GIVEN PROBLEM 1: Please show every line of the records below that contains the word "drum".

### EXTRACT TO READ

Here you are reading a 16 bit integer from the file
rather than a 32 bit integer. IDL defaults to 16 bit
integers whereas IRIX defaults to 32bit (unless you are
running IRIX64). To get IDL to create a 32 bit integer
define a=1L.


>
> openr,1,'t1',f77_unformatted
> readu,1,a,b,c,d,e,f
> print,'but it is: ',a,b,c,d,e,f ; gives answers of 0 4 0 23 0 4, so the
> 4th number is correct
> close,1

Here you have read the file as plain binary (the f77_unformatted is
not a keyword, it is an argument as there is no /). So you read the file
as it was written by FORTRAN - here it has a 32 bit byte count followed
by the data followed by a trailing 32 bit byte count.

>
> openr,2,'t2',f77_unformatted
> readu,2,aa
> print,'real number ',aa ; gives an answer of 5.60519e-45, no idea why!
>

Here again, f77_unformatted is an argument not a keyword so IDL is not
reading FORTRAN data. It's loading the first 4 bytes (0x00000004), the
byte count, into the floating point value.

Change it to /f77_unformatted and you should get the 47.0 you expect.

> close,/all
>
> So it seems that IDL is reading some extra characters before and after
> the integer, and I have no idea what's happening with the real data.

######

GIVEN PROBLEM 2: Retype the passage of the IDL file-reading reply above from "Here again, f77_unformatted" to "the real data.".

### EXTRACTED MATERIAL

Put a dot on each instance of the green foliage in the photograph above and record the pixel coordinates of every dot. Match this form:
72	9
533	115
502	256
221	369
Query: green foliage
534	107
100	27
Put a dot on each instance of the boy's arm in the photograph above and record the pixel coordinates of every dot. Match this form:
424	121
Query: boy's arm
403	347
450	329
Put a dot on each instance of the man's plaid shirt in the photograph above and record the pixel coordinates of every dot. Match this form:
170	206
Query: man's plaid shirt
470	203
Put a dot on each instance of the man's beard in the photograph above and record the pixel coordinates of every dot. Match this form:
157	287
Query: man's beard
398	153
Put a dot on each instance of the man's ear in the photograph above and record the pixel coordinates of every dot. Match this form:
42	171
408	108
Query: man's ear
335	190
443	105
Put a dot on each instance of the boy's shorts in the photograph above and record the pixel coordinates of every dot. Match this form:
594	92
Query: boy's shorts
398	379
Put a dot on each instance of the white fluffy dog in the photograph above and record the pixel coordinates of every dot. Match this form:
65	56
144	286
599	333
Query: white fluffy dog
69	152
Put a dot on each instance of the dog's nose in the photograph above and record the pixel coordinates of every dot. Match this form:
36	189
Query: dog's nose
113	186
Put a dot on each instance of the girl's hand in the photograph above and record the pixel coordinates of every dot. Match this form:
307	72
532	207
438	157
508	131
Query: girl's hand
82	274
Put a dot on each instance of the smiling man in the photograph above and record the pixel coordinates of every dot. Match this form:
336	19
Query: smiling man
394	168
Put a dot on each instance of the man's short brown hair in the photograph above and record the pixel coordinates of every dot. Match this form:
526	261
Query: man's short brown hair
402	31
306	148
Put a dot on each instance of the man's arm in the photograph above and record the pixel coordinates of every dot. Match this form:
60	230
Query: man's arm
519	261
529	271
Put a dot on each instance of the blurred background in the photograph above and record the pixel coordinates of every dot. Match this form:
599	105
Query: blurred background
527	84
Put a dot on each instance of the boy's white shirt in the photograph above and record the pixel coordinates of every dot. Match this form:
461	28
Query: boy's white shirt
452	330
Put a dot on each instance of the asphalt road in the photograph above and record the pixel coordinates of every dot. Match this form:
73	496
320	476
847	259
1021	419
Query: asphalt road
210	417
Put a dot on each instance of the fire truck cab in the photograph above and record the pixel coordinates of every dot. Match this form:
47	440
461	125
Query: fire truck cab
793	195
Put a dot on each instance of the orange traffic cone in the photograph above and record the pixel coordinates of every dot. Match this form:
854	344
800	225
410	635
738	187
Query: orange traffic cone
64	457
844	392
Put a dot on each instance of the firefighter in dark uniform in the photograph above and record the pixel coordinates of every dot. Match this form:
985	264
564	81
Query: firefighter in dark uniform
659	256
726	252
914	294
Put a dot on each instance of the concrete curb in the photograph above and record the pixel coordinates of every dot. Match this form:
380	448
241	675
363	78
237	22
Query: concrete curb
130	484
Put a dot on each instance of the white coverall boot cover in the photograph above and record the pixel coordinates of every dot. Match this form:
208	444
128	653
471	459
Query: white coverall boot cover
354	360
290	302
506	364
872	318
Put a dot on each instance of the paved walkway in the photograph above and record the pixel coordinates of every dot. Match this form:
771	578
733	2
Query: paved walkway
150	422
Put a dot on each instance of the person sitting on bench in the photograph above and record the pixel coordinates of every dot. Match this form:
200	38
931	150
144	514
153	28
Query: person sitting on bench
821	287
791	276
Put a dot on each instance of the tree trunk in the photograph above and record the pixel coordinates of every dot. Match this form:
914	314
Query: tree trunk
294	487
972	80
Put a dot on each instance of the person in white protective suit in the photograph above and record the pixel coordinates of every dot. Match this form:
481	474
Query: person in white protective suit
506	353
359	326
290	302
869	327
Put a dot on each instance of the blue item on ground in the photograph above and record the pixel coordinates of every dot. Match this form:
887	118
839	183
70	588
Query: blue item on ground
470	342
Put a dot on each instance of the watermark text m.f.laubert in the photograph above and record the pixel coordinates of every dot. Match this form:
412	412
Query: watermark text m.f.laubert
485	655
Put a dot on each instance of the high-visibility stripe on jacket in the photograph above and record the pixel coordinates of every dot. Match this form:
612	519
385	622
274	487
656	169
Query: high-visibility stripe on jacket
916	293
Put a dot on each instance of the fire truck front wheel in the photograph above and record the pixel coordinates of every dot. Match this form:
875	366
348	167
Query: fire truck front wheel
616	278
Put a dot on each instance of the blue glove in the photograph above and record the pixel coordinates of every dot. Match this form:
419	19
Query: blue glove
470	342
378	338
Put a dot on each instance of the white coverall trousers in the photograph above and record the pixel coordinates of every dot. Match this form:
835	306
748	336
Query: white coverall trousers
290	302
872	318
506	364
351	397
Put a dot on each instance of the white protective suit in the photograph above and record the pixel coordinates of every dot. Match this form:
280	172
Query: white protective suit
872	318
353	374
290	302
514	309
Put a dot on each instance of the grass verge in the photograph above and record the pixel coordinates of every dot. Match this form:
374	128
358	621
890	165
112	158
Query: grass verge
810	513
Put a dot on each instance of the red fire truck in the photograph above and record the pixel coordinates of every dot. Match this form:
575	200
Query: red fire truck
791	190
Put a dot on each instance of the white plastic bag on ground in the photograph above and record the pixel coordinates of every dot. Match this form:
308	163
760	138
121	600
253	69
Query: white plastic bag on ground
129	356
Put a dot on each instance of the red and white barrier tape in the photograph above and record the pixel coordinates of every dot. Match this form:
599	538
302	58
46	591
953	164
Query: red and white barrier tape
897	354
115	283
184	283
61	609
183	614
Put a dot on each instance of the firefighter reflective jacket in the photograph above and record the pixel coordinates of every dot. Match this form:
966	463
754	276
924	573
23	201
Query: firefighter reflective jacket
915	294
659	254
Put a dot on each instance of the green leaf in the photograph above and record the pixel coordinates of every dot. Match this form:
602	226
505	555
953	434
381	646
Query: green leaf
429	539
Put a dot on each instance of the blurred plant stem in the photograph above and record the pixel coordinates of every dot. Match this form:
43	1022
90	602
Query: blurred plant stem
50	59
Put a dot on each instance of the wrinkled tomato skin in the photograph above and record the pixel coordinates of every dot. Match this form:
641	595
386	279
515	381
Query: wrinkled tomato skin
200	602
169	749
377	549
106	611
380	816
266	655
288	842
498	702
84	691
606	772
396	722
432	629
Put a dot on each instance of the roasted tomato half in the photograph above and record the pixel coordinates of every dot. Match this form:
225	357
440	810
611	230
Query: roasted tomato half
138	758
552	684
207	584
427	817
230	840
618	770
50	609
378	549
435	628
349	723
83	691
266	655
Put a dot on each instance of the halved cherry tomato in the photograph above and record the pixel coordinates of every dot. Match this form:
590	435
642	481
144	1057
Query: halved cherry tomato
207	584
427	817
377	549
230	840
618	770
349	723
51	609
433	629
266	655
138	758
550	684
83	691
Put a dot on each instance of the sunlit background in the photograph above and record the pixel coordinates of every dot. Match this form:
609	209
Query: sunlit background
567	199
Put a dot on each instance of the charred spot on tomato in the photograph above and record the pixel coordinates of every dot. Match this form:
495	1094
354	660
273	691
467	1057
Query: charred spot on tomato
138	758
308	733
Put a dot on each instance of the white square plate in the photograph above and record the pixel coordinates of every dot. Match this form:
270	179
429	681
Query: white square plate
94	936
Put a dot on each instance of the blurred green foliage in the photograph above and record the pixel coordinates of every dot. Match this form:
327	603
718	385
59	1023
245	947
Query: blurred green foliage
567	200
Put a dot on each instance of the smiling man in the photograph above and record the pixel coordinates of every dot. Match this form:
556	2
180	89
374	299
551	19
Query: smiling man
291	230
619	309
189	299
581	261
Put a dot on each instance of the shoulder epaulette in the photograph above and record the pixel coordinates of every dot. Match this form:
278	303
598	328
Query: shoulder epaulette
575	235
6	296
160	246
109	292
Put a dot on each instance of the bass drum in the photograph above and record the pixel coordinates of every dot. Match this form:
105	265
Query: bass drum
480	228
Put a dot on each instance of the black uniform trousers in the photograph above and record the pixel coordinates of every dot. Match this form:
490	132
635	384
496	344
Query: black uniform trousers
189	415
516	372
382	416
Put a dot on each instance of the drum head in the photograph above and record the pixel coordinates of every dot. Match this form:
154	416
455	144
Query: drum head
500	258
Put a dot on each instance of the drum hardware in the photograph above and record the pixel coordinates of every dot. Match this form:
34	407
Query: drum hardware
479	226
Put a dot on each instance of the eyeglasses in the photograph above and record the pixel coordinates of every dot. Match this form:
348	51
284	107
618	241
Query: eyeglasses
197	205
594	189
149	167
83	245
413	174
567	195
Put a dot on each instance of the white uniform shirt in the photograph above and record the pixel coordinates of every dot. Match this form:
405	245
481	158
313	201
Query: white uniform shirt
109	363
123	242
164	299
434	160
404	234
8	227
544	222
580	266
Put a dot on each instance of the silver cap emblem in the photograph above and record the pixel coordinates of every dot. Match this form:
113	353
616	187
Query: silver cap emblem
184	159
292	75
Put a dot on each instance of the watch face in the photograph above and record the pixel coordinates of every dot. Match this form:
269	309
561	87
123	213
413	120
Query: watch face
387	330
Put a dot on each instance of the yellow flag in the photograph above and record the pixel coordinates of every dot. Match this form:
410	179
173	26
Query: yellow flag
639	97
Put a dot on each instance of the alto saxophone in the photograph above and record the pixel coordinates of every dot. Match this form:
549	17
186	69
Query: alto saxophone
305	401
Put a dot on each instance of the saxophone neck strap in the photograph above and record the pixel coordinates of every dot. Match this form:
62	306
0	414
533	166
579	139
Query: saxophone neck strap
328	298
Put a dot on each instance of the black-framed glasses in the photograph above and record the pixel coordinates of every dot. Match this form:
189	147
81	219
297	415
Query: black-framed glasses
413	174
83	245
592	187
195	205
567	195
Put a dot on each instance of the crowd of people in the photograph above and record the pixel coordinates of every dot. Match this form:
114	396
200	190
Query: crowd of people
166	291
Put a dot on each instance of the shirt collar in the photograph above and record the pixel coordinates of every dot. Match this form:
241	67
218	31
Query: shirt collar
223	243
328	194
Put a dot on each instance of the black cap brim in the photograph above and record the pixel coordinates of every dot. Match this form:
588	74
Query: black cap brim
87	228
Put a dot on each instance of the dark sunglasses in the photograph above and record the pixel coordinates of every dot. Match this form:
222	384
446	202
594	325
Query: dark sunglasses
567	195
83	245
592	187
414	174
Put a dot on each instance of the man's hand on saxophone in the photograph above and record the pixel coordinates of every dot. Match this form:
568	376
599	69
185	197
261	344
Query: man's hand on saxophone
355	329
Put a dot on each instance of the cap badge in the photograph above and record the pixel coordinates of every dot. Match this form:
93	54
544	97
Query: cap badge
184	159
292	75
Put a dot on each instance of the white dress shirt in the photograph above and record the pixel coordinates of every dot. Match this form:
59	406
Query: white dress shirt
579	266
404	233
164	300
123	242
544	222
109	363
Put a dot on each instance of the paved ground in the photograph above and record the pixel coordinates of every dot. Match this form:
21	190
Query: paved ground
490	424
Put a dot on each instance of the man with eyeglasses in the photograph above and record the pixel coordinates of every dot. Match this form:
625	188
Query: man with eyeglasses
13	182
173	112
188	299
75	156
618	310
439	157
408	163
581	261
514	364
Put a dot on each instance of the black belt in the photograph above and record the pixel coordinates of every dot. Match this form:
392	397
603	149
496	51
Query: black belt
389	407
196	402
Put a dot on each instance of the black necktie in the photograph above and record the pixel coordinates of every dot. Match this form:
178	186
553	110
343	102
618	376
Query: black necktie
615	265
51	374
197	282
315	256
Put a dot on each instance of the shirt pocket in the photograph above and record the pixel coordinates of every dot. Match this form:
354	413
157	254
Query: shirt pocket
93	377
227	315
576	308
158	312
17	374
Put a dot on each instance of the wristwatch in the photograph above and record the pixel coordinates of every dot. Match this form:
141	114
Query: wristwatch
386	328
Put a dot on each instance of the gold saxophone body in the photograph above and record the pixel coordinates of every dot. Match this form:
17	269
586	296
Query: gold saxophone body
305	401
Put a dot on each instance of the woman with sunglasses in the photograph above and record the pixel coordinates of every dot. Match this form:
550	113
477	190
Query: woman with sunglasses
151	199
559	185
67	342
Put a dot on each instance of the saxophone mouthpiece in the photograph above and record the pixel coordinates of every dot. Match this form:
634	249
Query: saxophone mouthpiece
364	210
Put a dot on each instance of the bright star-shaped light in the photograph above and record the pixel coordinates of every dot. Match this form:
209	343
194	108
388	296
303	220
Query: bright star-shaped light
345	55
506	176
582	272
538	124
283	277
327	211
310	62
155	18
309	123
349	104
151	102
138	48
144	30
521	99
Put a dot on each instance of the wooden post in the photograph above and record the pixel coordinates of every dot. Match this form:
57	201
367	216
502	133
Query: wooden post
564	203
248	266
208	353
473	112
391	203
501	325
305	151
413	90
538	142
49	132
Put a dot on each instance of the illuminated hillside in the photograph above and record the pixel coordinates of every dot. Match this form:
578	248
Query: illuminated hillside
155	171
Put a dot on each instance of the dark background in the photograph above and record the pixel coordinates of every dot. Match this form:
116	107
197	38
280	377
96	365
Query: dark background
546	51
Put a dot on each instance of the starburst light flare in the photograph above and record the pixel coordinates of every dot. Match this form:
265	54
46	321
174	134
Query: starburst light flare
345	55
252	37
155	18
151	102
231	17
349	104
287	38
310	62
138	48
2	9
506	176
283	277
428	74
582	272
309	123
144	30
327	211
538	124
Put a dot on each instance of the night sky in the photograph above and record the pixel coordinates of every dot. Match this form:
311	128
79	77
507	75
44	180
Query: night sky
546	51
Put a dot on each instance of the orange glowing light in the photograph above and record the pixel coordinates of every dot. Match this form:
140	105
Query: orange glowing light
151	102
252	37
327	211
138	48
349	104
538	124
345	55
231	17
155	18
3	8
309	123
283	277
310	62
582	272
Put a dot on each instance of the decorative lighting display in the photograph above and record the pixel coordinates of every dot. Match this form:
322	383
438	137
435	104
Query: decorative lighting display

######

SOLUTION 1:
Put a dot on each instance of the bass drum in the photograph above and record the pixel coordinates of every dot. Match this form:
Query: bass drum
Put a dot on each instance of the drum head in the photograph above and record the pixel coordinates of every dot. Match this form:
Query: drum head
Put a dot on each instance of the drum hardware in the photograph above and record the pixel coordinates of every dot. Match this form:
Query: drum hardware

SOLUTION 2:
Here again, f77_unformatted is an argument not a keyword so IDL is not
reading FORTRAN data. It's loading the first 4 bytes (0x00000004), the
byte count, into the floating point value.

Change it to /f77_unformatted and you should get the 47.0 you expect.

> close,/all
>
> So it seems that IDL is reading some extra characters before and after
> the integer, and I have no idea what's happening with the real data.